>> start Input for this task
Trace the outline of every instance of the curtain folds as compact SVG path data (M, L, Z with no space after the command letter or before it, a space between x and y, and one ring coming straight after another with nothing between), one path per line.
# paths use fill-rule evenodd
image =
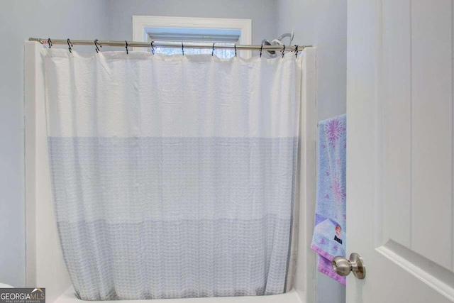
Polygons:
M42 55L56 221L81 299L284 292L301 57Z

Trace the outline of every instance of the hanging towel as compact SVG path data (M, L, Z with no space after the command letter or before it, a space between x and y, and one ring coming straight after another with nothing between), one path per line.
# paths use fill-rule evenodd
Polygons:
M345 285L331 262L345 256L347 148L346 115L319 123L319 167L315 226L311 248L319 253L318 270Z

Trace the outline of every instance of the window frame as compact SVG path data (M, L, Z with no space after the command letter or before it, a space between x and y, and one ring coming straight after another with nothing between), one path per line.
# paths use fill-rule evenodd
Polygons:
M252 20L229 19L222 18L167 17L159 16L133 16L133 40L147 42L148 35L145 28L197 28L239 30L238 43L252 44ZM148 51L148 48L133 48L134 50ZM252 57L251 50L239 50L244 58Z

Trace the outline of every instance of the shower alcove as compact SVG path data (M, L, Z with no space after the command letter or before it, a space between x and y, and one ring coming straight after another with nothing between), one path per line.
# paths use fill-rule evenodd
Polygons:
M38 42L25 43L26 286L45 287L48 302L77 303L80 300L74 294L63 261L54 218L48 156L44 77L40 54L43 47ZM316 302L316 256L310 249L316 194L316 50L306 48L301 55L304 70L297 196L289 271L292 288L284 294L270 296L166 299L154 302Z

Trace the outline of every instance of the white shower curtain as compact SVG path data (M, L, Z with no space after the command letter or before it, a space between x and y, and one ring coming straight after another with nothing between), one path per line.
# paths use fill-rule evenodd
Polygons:
M285 292L301 57L42 54L56 221L81 299Z

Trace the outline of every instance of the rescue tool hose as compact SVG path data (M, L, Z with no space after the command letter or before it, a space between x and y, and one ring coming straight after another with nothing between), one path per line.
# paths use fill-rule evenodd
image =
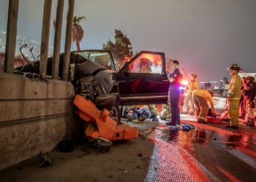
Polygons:
M32 67L30 66L30 64L29 64L28 60L26 58L25 55L24 55L23 53L22 52L22 50L24 49L25 47L28 47L28 46L27 46L26 44L22 45L22 46L20 47L20 53L21 53L21 55L22 55L22 57L23 57L23 58L24 58L24 59L26 60L26 61L28 63L29 66L29 68L30 68L30 71L32 72L32 71L31 71ZM32 65L33 65L33 63L32 63ZM33 65L33 66L34 66L34 65ZM24 66L23 66L23 68L24 68ZM23 69L23 68L22 68L22 69ZM21 69L21 70L22 70L22 69ZM33 72L34 72L34 68L33 68L33 71L34 71Z

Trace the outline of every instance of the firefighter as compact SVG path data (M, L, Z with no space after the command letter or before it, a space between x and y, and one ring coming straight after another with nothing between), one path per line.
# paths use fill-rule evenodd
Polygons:
M182 81L182 74L178 70L178 61L172 60L171 62L171 69L173 70L172 74L167 75L170 81L169 86L169 98L170 102L171 108L171 121L169 122L165 122L166 125L176 125L180 127L181 119L180 119L180 110L178 107L178 100L180 96L180 87Z
M190 106L189 106L189 113L190 115L193 115L194 114L194 101L192 97L192 93L193 91L195 91L197 89L199 89L199 84L195 80L197 78L196 74L192 74L190 75L190 79L187 82L186 87L185 87L185 101L184 105L183 106L183 111L181 114L187 114L187 108L189 106L189 103L190 102Z
M238 75L238 71L244 70L236 64L232 64L229 68L232 78L228 87L228 101L230 106L228 113L230 116L230 123L226 127L238 129L238 116L239 116L239 100L241 96L241 80Z
M212 114L215 115L215 108L212 100L213 96L214 93L210 90L202 89L197 89L192 92L192 97L195 105L195 114L197 122L207 123L206 116L209 111L209 104Z
M246 114L246 106L245 106L246 104L244 100L246 78L246 77L241 78L241 81L242 81L241 88L241 96L239 101L239 107L241 108L241 116L238 116L241 119L244 119L244 116ZM244 123L244 124L246 124L246 123Z
M246 79L246 92L244 95L245 103L246 105L246 124L247 126L255 126L255 96L256 96L256 83L253 82L254 77L247 76Z

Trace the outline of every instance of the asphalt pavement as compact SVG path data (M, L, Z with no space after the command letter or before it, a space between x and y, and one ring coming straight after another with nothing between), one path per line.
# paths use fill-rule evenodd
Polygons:
M56 149L49 155L53 165L38 168L36 157L0 171L0 181L256 181L256 127L242 120L234 130L227 122L199 124L187 114L181 119L195 128L122 119L138 129L138 138L113 142L108 153L84 143L70 153Z

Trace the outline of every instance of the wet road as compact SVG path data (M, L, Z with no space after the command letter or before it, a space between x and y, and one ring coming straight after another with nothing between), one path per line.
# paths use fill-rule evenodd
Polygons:
M181 115L189 131L170 130L163 121L154 130L155 143L145 181L256 181L256 128L227 122L197 124ZM194 120L194 121L192 121Z
M105 154L85 143L70 153L56 149L49 154L53 165L38 168L42 159L33 157L0 171L0 181L256 181L256 127L198 124L187 114L181 119L195 128L122 119L138 129L138 138L113 142Z

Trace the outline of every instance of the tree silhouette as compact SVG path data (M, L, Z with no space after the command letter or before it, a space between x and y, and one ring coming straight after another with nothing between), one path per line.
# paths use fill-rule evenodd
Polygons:
M73 17L73 25L72 28L72 41L75 43L78 50L80 49L80 42L82 41L83 38L83 29L80 25L80 22L83 20L86 20L86 17Z
M120 30L115 29L115 43L110 39L107 41L106 44L102 44L102 49L110 50L116 60L123 65L126 56L132 57L132 47L129 39Z

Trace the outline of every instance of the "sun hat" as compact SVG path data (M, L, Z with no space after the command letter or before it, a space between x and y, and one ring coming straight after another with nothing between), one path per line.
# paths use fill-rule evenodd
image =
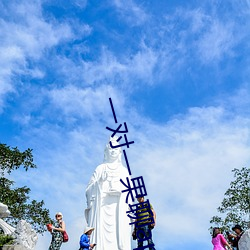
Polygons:
M86 234L87 232L93 231L93 230L95 230L93 227L86 227L83 233Z

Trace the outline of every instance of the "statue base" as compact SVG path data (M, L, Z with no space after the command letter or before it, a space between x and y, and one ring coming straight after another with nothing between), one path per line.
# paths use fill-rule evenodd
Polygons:
M21 245L5 245L0 247L0 250L26 250L24 246Z

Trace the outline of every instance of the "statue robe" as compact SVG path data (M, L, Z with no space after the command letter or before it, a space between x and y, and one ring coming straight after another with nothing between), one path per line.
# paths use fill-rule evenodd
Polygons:
M126 177L128 170L121 163L116 169L104 163L96 168L87 186L85 217L88 226L95 228L90 239L96 243L95 250L131 250L127 192L121 192L126 187L120 182L126 183Z

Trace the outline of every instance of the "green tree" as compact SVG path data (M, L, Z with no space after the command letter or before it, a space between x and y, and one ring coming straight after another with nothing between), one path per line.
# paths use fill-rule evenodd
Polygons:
>> end Input for this task
» **Task instructions**
Rewrite all of the entries above, replacing "evenodd" with "nonzero" wherever it occurs and keeping everything else unchanged. Leave the pictures out of your answer.

» **The output**
Trace the outline of every instance of the curtain folds as compact SVG path data (M, L, Z with no space after the command letter or before it, a space between x and y, and one ring coming straight after another with nothing between), one path per line.
# paths use fill-rule nonzero
image =
Polygons:
M42 55L56 221L81 299L284 292L301 57Z

Trace the outline of every instance of the hanging towel as compact SVG path data (M, L, Z with no space after the command letter or before it, a space between x and y, and one ring coming straight after another with nothing between), one path per line.
# paths use fill-rule nonzero
Polygons:
M345 285L331 262L345 256L347 148L346 115L319 123L319 167L315 226L311 248L319 253L318 270Z

Trace the outline of every instance of the window frame as compact SVG path data (M, L, Z with no space after the command letter or before it, a space between x and y, and one ring coming straight after another with nothing between), one path per line.
# paths use fill-rule nonzero
Polygons:
M252 20L229 19L222 18L167 17L159 16L133 16L133 40L147 42L148 35L145 28L197 28L239 30L238 43L252 44ZM148 51L148 48L133 48L134 50ZM252 57L251 50L239 50L244 58Z

Trace the outline of every instance of the shower alcove as compact SVG path data (M, L, Z with no space after the command letter or before it, a space between x and y, and one ring coming straight after another with nothing between), one path per line.
# paths use fill-rule nonzero
Polygons:
M38 42L25 43L26 286L45 287L48 302L77 303L80 300L74 294L63 261L54 218L48 156L44 77L40 54L43 47ZM316 302L316 256L310 249L316 194L316 50L306 48L301 55L304 70L297 196L289 271L292 288L284 294L270 296L166 299L154 302Z

Trace the outline of every instance of the white shower curtain as compact SVG path data (M, L, Z with no space after the command letter or before it, a space between x and y, and one ring coming straight after another with nothing between), one path per line.
# paths use fill-rule nonzero
Polygons:
M285 292L301 57L42 54L56 221L81 299Z

Trace the outline of every instance of the rescue tool hose as compact SVG path data (M, L, Z with no space after the command letter or before it, a space between x and y, and one ring coming straight after another with nothing between), one path per line.
# paths use fill-rule nonzero
image =
Polygons:
M32 67L30 66L30 64L29 64L28 60L26 58L25 55L24 55L23 53L22 52L22 50L24 49L25 47L28 47L28 46L27 46L26 44L22 45L22 46L20 47L20 53L21 53L21 55L22 55L22 57L23 57L23 58L24 58L24 59L26 60L26 61L28 63L29 66L29 68L30 68L30 71L32 72L32 71L31 71ZM32 65L33 65L33 63L32 63ZM33 65L33 66L34 66L34 65ZM24 66L23 66L23 68L24 68ZM23 69L23 68L22 68L22 69ZM21 69L21 70L22 70L22 69ZM33 72L34 72L34 68L33 68L33 71L34 71Z

Trace the outline of every instance of the firefighter as compact SVG path data (M, L, Z with no space after the command letter or before it, a space between x and y, and one ring coming straight after another with nothing between), one path per line.
# paths use fill-rule nonzero
Polygons:
M182 81L182 74L178 70L178 61L172 60L171 62L171 69L173 70L172 74L167 75L170 81L169 86L169 98L170 102L171 108L171 121L169 122L165 122L166 125L176 125L180 127L181 119L180 119L180 110L178 107L178 100L180 96L180 87Z
M190 106L189 106L189 113L190 115L193 115L194 114L194 101L192 97L192 93L193 91L195 91L197 89L199 89L199 84L195 80L197 78L196 74L192 74L190 75L190 79L187 82L186 87L185 87L185 101L184 105L183 106L183 111L181 114L187 114L187 108L189 106L189 103L190 102Z
M238 75L238 71L244 70L236 64L232 64L229 68L232 78L228 87L228 101L230 106L228 113L230 116L230 123L226 127L238 129L238 116L239 116L239 100L241 96L241 80Z
M212 114L215 115L215 108L212 100L213 96L214 93L210 90L202 89L197 89L192 92L192 97L195 105L195 114L197 122L207 123L206 116L209 111L209 104Z
M246 114L246 106L245 106L246 104L244 100L246 78L246 77L241 78L241 81L242 81L241 88L241 96L239 101L239 107L241 108L241 116L238 116L241 119L244 119L244 116ZM244 123L244 124L246 124L246 123Z
M246 79L246 92L244 95L245 103L246 105L246 124L247 126L255 126L255 96L256 96L256 83L253 82L254 77L247 76Z

Trace the outline of every instance of the asphalt pavement as compact SVG path data (M, L, Z with no space after the command letter or before it, a space between x and y, and one ring coming straight after another with nothing between), one path per line.
# paths use fill-rule nonzero
Polygons:
M56 149L49 155L53 165L38 168L36 157L0 171L0 181L256 181L256 127L242 120L234 130L227 122L199 124L187 114L181 119L195 128L122 119L138 129L138 138L113 142L108 153L84 143L70 153Z

Trace the outline of every instance of the wet road as compact SVG path data (M, L, Z with no space after the command letter or before it, a space between x and y, and one ring coming straight after another with nothing between), one path per line.
# paths use fill-rule nonzero
Polygons:
M181 115L189 131L170 130L163 121L154 130L155 143L145 181L256 181L256 128L227 122L197 124ZM194 120L194 121L192 121Z
M105 154L85 143L70 153L56 149L49 154L53 165L38 168L42 159L33 157L0 171L0 181L256 181L256 127L198 124L187 114L181 119L195 128L122 119L138 129L138 138L113 142Z

Trace the outline of every instance of the tree silhouette as compact SVG path data (M, L, Z with no space after the command letter or before it, a space between x and y, and one ring coming straight after another with nothing between), one path per line.
# paths use fill-rule nonzero
Polygons:
M73 17L73 25L72 28L72 41L75 43L78 50L80 49L80 42L82 41L83 38L83 29L80 25L80 22L83 20L86 20L86 17Z
M120 30L115 29L115 43L110 39L107 41L106 44L102 44L102 49L110 50L116 60L123 65L126 56L132 57L132 47L129 39Z

Trace the outline of every instance of the "sun hat" as compact SVG path data (M, L, Z with no space after the command letter or before it, a space between x and y, and one ring coming straight after another with nothing between), one path per line.
# paths use fill-rule nonzero
image =
Polygons:
M86 234L87 232L93 231L93 230L95 230L93 227L86 227L83 233Z

Trace the outline of every instance of the "statue base" as compact SVG path data (M, L, Z with no space after the command letter or before it, a space between x and y, and one ring coming straight after another with nothing between), one path per line.
# paths use fill-rule nonzero
Polygons:
M21 245L5 245L0 247L0 250L26 250L24 246Z

Trace the outline of every instance of the "statue robe" as compact SVG path data (M, L, Z with no space after the command letter or before it, a space between x and y, and one ring coming straight after another with nothing between), one path per line.
# paths use fill-rule nonzero
Polygons:
M126 177L128 170L121 163L116 169L104 163L96 168L87 186L85 217L88 226L95 228L90 239L96 243L95 250L131 250L127 192L121 192L126 187L120 182L126 183Z

Trace the outline of every instance of the "green tree" as compact SVG path data (M, L, Z with no space after the command letter or before it, a space between x and y, and one ring coming straight after another with nothing between), one path per line.
# paths use fill-rule nonzero
Polygons:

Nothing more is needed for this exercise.